• [EXCERPTED PASSAGE]
········
Once an existing structure is in place, it takes a tremendous amount of effort and resources to change it, which is why this problem has persisted for at least the ten years that I’ve been a customer. It takes someone at the top, presumably the CEO, to realize this and say, “this isn’t working, we need to change things.”
 
#78 ·
While I sincerely appreciate Margret’s presence here, one has to respectfully question why a Vice President of Design & Engineering is addressing specific problems and complaints here at Tivo Community and posting updates on Twitter. This is extremely inefficient and it is indicative of structural problems within Tivo, Inc. Assuming that it is a separate department, this should be the job of Customer Support and it shouldn’t be happening at Tivo Community and Twitter, it should be happening at tivo.com. Margret should be coming here for design suggestions and ideas, not to report bugs back to her engineering team. The fact that she is doing this just shows that customers are not having their problems properly addressed through phone support and at tivo.com. The reason this is happening is because the proper structure isn’t in place at Customer Support and at tivo.com to allow this to happen, ”
········
• [TO-DO LIST]
**1)** According to the TiVo forum post, for how long has the writer been a customer?
**2)** Carry on the TiVo forum post from the point where it stops.
The records that follow come from a separate source.

• [DATA]
········
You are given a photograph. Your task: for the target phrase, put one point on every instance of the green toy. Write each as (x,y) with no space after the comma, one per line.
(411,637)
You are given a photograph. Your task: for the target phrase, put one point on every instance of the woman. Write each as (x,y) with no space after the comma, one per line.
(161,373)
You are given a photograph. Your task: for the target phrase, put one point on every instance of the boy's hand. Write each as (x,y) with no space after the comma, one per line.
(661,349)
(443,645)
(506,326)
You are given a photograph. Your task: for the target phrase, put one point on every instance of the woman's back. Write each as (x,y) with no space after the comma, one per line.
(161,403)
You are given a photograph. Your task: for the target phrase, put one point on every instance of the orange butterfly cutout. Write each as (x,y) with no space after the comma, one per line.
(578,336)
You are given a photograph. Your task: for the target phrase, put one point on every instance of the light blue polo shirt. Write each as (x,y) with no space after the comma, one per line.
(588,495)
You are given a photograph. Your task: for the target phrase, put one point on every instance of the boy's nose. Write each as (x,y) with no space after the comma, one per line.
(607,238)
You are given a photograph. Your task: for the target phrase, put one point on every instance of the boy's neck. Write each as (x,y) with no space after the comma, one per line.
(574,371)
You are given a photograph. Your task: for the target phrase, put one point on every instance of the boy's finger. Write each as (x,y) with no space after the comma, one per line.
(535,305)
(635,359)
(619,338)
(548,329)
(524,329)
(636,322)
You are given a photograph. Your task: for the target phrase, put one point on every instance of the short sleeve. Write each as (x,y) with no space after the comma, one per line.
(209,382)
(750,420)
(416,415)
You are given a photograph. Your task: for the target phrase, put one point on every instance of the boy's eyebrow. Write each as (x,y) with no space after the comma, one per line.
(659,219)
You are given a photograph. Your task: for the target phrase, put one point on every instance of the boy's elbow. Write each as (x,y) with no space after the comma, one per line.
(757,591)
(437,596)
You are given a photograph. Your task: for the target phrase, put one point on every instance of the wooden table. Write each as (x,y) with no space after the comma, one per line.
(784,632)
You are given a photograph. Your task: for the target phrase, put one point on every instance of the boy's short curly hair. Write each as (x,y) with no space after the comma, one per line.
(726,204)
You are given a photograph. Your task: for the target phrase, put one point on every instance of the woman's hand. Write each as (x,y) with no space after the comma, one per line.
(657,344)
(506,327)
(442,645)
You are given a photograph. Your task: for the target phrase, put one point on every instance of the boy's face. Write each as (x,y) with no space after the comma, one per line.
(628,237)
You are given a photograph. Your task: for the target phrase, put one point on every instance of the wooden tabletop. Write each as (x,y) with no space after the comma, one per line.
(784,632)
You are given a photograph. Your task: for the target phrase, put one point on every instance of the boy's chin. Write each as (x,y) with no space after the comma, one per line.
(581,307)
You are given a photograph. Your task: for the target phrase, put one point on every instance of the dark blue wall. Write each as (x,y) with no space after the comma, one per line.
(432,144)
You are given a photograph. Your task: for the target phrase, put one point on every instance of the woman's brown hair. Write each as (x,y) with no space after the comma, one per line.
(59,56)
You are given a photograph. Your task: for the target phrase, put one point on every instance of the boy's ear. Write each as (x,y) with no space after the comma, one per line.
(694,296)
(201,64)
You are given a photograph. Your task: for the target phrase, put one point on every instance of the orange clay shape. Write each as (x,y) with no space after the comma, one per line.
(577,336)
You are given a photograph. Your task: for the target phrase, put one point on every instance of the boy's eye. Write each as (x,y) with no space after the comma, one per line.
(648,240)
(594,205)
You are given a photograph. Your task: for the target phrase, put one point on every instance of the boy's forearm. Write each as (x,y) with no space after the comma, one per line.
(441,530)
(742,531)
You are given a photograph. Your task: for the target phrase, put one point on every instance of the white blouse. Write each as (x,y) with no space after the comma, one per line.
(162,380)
········
• [EXPECTED ANSWERS]
**1)** At least ten years.

**2)**
I tend to agree with you but propose that perhaps it is like this because they are understaffed and Margret has taken this on by herself (on her own) to try and improve things for customers. It could be her hands are tied and can't hire anyone else and/or can't get other departments to cooperate or follow-through and is doing what she can, even though it means doing it herself. She might even be going around prevailing policy.

Such business politics are not uncommon... in fact, I know them all too well. So I can be critical of TiVo as a whole and yet still praise Margret for what she is trying to do (and actually getting done).
 
#79 ·
I tend to agree with you but propose that perhaps it is like this because they are understaffed and Margret has taken this on by herself (on her own) to try and improve things for customers. It could be her hands are tied and can't hire anyone else and/or can't get other departments to cooperate or follow-through and is doing what she can, even though it means doing it herself. She might even be going around prevailing policy.

Such business politics are not uncommon... in fact, I know them all too well. So I can be critical of TiVo as a whole and yet still praise Margret for what she is trying to do (and actually getting done).
I agree with everything you said and I praise Margret's efforts too, which is why I addressed this thread to the CEO. It is his responsibility to make this happen.

I have worked for enough large organizations in my lifetime to know that problems, lack of communication, politics and bureaucracy exist in every large organization, whether it's public or private, government or corporation. It's up to the person at the top to fix the problems and cut through the bureaucracy.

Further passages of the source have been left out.